- **What the task requires**
From the line containing "Does this scene include the asphalt road?" down to the final entry below, restate each line word for word.

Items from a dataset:
+++

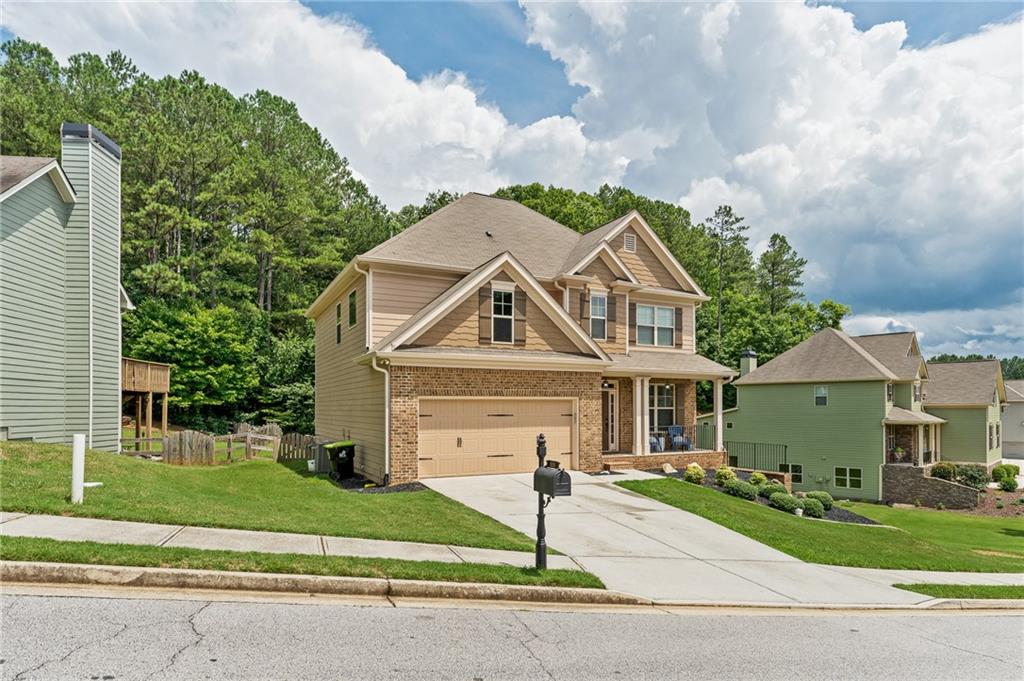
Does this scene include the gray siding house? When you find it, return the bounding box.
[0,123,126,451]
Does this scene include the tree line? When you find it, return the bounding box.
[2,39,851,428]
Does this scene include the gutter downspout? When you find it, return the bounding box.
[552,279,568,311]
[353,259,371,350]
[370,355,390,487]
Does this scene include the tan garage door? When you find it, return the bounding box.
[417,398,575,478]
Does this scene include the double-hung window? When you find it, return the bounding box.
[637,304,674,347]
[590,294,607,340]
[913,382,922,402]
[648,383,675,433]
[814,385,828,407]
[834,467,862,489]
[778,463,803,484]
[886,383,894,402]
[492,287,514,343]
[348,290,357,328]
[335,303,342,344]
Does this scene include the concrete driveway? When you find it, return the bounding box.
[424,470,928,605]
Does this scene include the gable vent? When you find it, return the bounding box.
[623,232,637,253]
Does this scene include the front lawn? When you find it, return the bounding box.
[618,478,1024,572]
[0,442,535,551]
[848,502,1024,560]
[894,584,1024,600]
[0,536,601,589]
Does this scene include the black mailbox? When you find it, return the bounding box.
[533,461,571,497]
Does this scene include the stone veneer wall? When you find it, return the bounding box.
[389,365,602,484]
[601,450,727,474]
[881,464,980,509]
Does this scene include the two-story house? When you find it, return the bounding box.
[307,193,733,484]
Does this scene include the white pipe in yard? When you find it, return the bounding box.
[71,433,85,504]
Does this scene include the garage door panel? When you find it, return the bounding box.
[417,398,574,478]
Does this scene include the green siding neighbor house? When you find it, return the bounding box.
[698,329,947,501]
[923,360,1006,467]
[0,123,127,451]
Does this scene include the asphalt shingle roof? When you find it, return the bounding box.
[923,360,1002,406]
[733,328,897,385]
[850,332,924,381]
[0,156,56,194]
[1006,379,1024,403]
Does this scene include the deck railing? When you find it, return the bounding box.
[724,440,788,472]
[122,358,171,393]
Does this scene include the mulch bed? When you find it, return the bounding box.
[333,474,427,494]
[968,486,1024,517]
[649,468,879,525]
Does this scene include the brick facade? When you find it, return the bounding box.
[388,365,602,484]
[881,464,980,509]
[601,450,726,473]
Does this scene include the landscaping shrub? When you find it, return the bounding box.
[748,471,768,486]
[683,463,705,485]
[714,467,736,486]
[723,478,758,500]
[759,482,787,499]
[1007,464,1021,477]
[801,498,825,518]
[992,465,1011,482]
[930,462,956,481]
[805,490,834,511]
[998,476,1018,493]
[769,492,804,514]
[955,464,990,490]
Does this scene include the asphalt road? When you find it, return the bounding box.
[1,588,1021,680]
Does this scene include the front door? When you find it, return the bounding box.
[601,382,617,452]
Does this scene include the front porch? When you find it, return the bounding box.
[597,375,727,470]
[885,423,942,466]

+++

- **Solution to this problem**
Does this scene include the asphalt road? When you find it, return the bounding box.
[1,588,1021,680]
Does this scene include the front door? When you find it, return the bounding box.
[601,382,617,452]
Does this scene include the front porch? When you find it, return the bounding box.
[597,375,727,470]
[885,423,942,466]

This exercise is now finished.